Module 1 - Planning a genomic surveillance exploratory data analysis

Module 1 - Planning a genomic surveillance exploratory data analysis#

Theme: Analysis

This module will provide a walk-through guide to the necessary steps to plan and perform a genomic surveillance exploratory data analysis, and to distil the outputs into key findings.

To achieve this, we will revisit the analyses explored in previous workshops.

Learning objectives#

After completing this module, you will be able to:

Define exploratory analysis
Create an exploratory data analysis plan
Review analysis methods covered previously in the training course
Identify key findings

Lecture#

English#

Français#

Assumptions#

Before starting on the analysis, we make some assumptions:

You have data from a surveillance study which has collected mosquitoes from multiple locations or time points within a given study area (e.g., a country, province or region)
The mosquitoes were wild-caught and the sampling was relatively unbiased (i.e. mosquitoes collected were representative of natural populations)
Mosquitoes have been individually whole-genome sequenced (WGS)
Analysis-ready SNP, CNV and haplotype data are available, along with space-time metadata for each sample (where and when each sample was collected)

What is an exploratory data analysis?#

In general, most of the questions we will be interested in can be answered by comparing groups of mosquitoes, for example:

Comparing different mosquito species
Comparing mosquitoes from different geographical locations
Comparing mosquitoes from different time points

When comparing these groups, we:

Look for interesting patterns (differences or similarities within/between them)
Explore how those patterns relate to other variables (e.g., variations in climate, geography, ecosystem, land use, vector biology, vector control intervention coverage, malaria transmission, etc.)

So, for an exploratory data analysis, we want to:

Find interesting patterns in the genomic data
Relate those findings to other variables such as space, time and intervention coverage

Key findings#

As our analyses progress, we will collect multiple results. We want to assess which ones describe the data accurately, clearly and are interesting. We call these, key findings.

Key findings are observations which you think are scientifically or operationally interesting, and worth communicating to others. They can be:

Scientifically interesting = any new insight, i.e., something we didn’t know before
Operationally interesting = anything which might be relevant to our ability to control malaria

What are we hoping to describe in our key findings?#

New information related to mosquito population biology
- identify previously unknown cryptic species
- identify geographically isolated (or connected) populations
Identify new biological threats to malaria vector control
- new genes or mutations with a potential roles in insecticide resistance
- insecticide resistance mutations spreading between species or countries

We have described the assumptions for the data we will be using, and the key findings we are interested in when conducting an exploratory data analysis. Now, let’s explore how we will conduct the analysis.

Exploratory data analysis plan#

We have divided the analysis plan into 10 steps:

Background reading
Population sampling
Taxonomic population structure
Geographical population structure
Cohort choice
Genetic diversity
Insecticide resistance variant frequencies
Genome-wide selection scans
Adaptive gene flow
Review & refine key findings

We have covered all of these analyses previously, but not in the same order presented here, as we chose to teach some easier concepts first. The order here provides the steps in the natural order you would use to approach an analysis exercise.

Depending on the question(s) you are trying to answer you might focus more or less on certain sections described here.

····················

Tasks to perform
[1] In the module text above, how many steps make up the exploratory data analysis plan?
[2] Reproduce the module text above verbatim from "We have divided" to "an analysis exercise.".

Exercise data
····················

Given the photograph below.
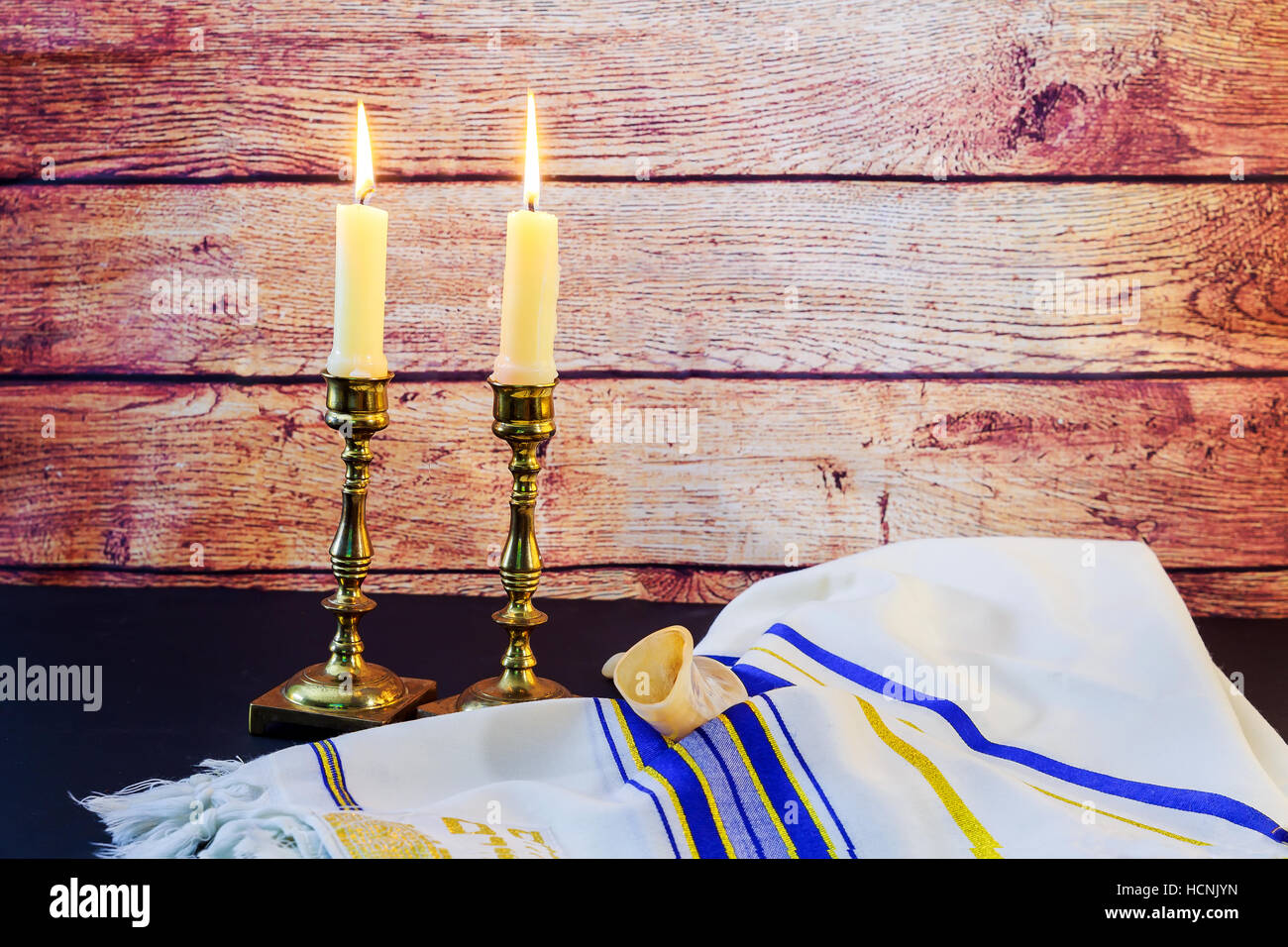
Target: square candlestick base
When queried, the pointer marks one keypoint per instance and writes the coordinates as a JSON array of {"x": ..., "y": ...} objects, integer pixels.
[{"x": 273, "y": 707}]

····················

Task-by-task answers
[1] Ten steps.

[2]
We have divided the analysis plan into 10 steps:

Background reading
Population sampling
Taxonomic population structure
Geographical population structure
Cohort choice
Genetic diversity
Insecticide resistance variant frequencies
Genome-wide selection scans
Adaptive gene flow
Review & refine key findings

We have covered all of these analyses previously, but not in the same order presented here, as we chose to teach some easier concepts first. The order here provides the steps in the natural order you would use to approach an analysis exercise.